◆ Provided data
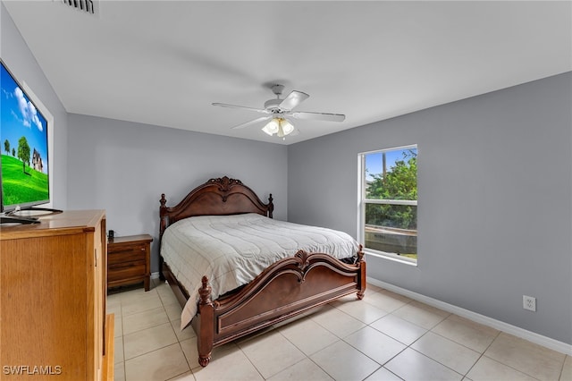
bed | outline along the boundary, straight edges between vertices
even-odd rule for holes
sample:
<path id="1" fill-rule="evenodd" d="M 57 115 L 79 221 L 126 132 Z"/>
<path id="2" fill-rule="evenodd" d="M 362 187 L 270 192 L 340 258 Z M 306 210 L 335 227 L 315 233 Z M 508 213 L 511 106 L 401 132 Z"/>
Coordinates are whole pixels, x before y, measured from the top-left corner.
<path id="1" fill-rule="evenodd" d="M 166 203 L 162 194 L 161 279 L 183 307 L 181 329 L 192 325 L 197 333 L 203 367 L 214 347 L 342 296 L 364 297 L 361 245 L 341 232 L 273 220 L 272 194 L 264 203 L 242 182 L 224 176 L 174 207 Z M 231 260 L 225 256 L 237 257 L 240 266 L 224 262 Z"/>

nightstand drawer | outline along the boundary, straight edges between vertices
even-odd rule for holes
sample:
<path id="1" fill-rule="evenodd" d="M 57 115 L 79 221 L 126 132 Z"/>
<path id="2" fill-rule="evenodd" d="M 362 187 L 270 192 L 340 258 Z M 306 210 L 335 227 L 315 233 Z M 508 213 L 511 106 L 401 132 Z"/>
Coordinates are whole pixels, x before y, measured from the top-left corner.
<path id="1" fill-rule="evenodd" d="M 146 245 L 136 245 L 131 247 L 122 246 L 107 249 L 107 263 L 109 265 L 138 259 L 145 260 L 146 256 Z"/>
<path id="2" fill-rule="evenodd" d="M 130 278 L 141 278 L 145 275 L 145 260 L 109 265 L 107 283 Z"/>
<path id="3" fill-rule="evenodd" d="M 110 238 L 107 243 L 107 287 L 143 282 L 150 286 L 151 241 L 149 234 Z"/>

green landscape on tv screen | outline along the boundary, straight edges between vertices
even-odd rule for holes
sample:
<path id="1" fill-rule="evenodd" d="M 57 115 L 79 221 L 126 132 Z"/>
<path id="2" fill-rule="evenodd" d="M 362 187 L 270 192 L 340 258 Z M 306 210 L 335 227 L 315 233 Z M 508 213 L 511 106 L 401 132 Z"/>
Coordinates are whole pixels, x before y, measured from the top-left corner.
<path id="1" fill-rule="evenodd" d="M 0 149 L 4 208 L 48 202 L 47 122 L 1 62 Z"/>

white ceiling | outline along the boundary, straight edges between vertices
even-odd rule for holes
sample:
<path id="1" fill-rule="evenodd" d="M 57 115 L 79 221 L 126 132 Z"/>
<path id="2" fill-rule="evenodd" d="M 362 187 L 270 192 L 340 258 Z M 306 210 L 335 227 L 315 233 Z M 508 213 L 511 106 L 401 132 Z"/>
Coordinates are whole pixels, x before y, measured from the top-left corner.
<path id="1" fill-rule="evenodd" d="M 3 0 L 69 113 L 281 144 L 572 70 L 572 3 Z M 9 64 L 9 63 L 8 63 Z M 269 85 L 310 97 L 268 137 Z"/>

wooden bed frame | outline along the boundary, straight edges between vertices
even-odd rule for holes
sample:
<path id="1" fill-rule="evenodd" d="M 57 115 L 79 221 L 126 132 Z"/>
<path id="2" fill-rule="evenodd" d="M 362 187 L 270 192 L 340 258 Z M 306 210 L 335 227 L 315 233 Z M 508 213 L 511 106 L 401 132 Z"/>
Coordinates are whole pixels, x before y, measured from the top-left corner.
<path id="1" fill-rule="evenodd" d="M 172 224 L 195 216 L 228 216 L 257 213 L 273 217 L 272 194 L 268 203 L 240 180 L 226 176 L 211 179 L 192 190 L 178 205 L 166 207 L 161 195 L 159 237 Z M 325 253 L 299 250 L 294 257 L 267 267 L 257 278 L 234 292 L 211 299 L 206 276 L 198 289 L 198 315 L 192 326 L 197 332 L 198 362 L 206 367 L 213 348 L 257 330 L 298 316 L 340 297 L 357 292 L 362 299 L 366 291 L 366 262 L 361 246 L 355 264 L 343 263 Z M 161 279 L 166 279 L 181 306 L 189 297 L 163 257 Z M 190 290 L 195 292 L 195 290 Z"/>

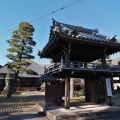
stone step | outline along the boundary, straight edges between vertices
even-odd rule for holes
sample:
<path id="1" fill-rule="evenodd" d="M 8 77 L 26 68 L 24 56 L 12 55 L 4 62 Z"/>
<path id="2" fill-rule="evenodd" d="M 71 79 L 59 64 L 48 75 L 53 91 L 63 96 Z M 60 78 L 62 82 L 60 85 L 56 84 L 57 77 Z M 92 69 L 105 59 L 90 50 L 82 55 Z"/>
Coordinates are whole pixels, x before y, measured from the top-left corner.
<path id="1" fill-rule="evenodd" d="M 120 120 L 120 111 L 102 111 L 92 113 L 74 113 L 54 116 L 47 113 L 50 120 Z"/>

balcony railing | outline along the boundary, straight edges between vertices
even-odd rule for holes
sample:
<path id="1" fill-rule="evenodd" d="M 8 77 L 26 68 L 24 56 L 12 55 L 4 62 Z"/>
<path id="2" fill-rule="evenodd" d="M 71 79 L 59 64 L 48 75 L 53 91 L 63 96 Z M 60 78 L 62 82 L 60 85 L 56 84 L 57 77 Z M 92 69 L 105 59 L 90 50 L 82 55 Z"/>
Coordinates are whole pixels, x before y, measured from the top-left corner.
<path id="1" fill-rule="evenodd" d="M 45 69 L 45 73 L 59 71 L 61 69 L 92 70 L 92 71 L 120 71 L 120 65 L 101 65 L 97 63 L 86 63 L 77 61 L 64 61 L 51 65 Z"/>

◆ What is needed
Reproduce the data verbatim from the line with "green landscape on" to the line with "172 224 L 195", including both of those lines.

◆ Problem solution
green landscape on tv screen | outline along the boundary, straight edges between vertices
even-odd rule for holes
sample:
<path id="1" fill-rule="evenodd" d="M 57 115 L 79 221 L 126 132 Z"/>
<path id="2" fill-rule="evenodd" d="M 362 187 L 270 192 L 340 258 Z M 306 210 L 335 227 L 315 233 Z M 508 213 L 511 106 L 401 132 Z"/>
Coordinates are whole pixels, x before y, measured from the top-left corner.
<path id="1" fill-rule="evenodd" d="M 0 149 L 4 208 L 48 202 L 47 122 L 1 62 Z"/>

white ceiling | outline along the boundary, straight edges between vertices
even-odd rule for holes
sample:
<path id="1" fill-rule="evenodd" d="M 57 115 L 79 221 L 126 132 Z"/>
<path id="2" fill-rule="evenodd" d="M 362 187 L 270 192 L 340 258 Z M 306 210 L 335 227 L 315 233 Z M 508 213 L 511 106 L 401 132 Z"/>
Coordinates are whole pixels, x before y, measured from the top-left corner.
<path id="1" fill-rule="evenodd" d="M 3 0 L 69 113 L 281 144 L 572 70 L 572 3 Z M 9 64 L 9 63 L 8 63 Z M 269 85 L 310 97 L 268 137 Z"/>

wooden bed frame | outline along the boundary, straight edges between vertices
even-odd rule for holes
sample:
<path id="1" fill-rule="evenodd" d="M 57 115 L 79 221 L 126 132 Z"/>
<path id="2" fill-rule="evenodd" d="M 362 187 L 270 192 L 340 258 Z M 306 210 L 335 227 L 315 233 Z M 508 213 L 511 106 L 401 132 Z"/>
Coordinates are whole pixels, x before y, measured from the top-left corner.
<path id="1" fill-rule="evenodd" d="M 172 224 L 195 216 L 228 216 L 257 213 L 273 217 L 272 194 L 268 203 L 240 180 L 226 176 L 211 179 L 192 190 L 178 205 L 166 207 L 161 195 L 159 237 Z M 325 253 L 299 250 L 294 257 L 267 267 L 257 278 L 234 292 L 211 299 L 206 276 L 198 289 L 198 315 L 192 326 L 197 332 L 198 362 L 206 367 L 213 348 L 257 330 L 298 316 L 340 297 L 357 292 L 362 299 L 366 291 L 366 262 L 361 246 L 355 264 L 343 263 Z M 161 279 L 166 279 L 181 306 L 189 297 L 163 257 Z M 190 290 L 195 292 L 195 290 Z"/>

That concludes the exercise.